Melhor assim

Minha mãe, Greta, tinha um grupo de amigos, todos de origem russa. A característica principal, ninguém pertencia a uma família; eram todos “solteiros” e não tinham filhos. Em verdade, eu era exceção no caso, pois era o único “jovem” no grupo todo. Aos sábados o grupo se reunia para jogar buraco e depois jantavam juntos. Como eu às vezes comparecia acabei por conhecer os melhores restaurantes de São Paulo. Exemplos que existem até hoje – Marcel, Casserole.

Como não tinham família não havia quem cuidasse dos mesmos nos casos de doença ou mesmo óbito.

Os mais empreendedores e mais abastados sugeriram e em seguida criaram a SOCIEDADE FILANTRÓPICA PAULISTA. Um investimento digno de nota era a sede da SFP onde além dos escritórios havia uma dúzia ou pouco mais de chalés/suítes destinados a hospedar os mais idosos, os mais necessitados e aqueles que devido a doenças precisavam de cuidados constantes.

Minha mãe passou a colaborar com a SFP executando serviços na área contábil, tributária e administrativa. Mantinha os papéis em ordem.

Um dia, em nosso café da manhã me disse que Ivan, um dos asilados mais velhos, havia falecido na véspera. Depois de alguma conversa sobre Ivan, sua doença, como haviam providenciado seu enterro, ela me disse que o chalé que utilizava era um dos melhores da Sociedade. Em seguida me surpreendeu dizendo:

“Estou pensando em propor à Diretoria me hospedar na suíte que ficara vaga.”

Eu achei um absurdo. “Por que a senhora vai se asilar? Está em forma. Trabalha bastante para eles e ainda tem tempo para podermos nos encontrar. Eu não gosto da ideia!”

“Eu imaginei que você não gostaria, Micha. Mas é melhor nós discutirmos, eu querendo ir para a SFP e você contra. Se eu não mudar para lá, daqui algum tempo, estaremos discutindo e brigando você querendo me internar e eu contra.” Depois de argumentar que tinha recursos para contribuir na SFP pelo uso do chalé me disse que achava que o modo que propunha seria o mais conveniente. “Vai ser melhor assim!”

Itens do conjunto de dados
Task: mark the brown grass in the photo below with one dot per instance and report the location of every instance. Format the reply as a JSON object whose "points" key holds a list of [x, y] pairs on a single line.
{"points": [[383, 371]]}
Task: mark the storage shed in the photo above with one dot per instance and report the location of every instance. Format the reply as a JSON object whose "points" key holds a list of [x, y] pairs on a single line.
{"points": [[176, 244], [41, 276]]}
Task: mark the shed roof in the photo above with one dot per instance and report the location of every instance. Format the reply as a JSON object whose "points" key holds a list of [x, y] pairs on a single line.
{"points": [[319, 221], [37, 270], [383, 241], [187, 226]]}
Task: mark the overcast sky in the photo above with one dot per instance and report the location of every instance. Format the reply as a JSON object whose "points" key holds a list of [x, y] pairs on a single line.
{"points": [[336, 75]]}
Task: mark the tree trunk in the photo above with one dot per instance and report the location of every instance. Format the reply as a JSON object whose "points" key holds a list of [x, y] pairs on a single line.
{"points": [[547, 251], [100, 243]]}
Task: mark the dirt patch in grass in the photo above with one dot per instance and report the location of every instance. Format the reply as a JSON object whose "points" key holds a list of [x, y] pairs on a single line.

= Exercícios propostos =
[A] Transcreva do relato o trecho entre "Como não tinham" e "papéis em ordem.", inclusive.
[B] Responda, com base no relato:
(i) Que jogo o grupo de amigos jogava aos sábados?
(ii) Em que áreas a mãe do narrador prestava serviços à SFP?
(iii) Qual era o nome do asilado cuja morte a mãe comunicou no café da manhã?
Os registros provêm de outra fonte.

= Exercícios resolvidos =
[A]
Como não tinham família não havia quem cuidasse dos mesmos nos casos de doença ou mesmo óbito.

Os mais empreendedores e mais abastados sugeriram e em seguida criaram a SOCIEDADE FILANTRÓPICA PAULISTA. Um investimento digno de nota era a sede da SFP onde além dos escritórios havia uma dúzia ou pouco mais de chalés/suítes destinados a hospedar os mais idosos, os mais necessitados e aqueles que devido a doenças precisavam de cuidados constantes.

Minha mãe passou a colaborar com a SFP executando serviços na área contábil, tributária e administrativa. Mantinha os papéis em ordem.

[B]
(i) Buraco.
(ii) Nas áreas contábil, tributária e administrativa.
(iii) Ivan.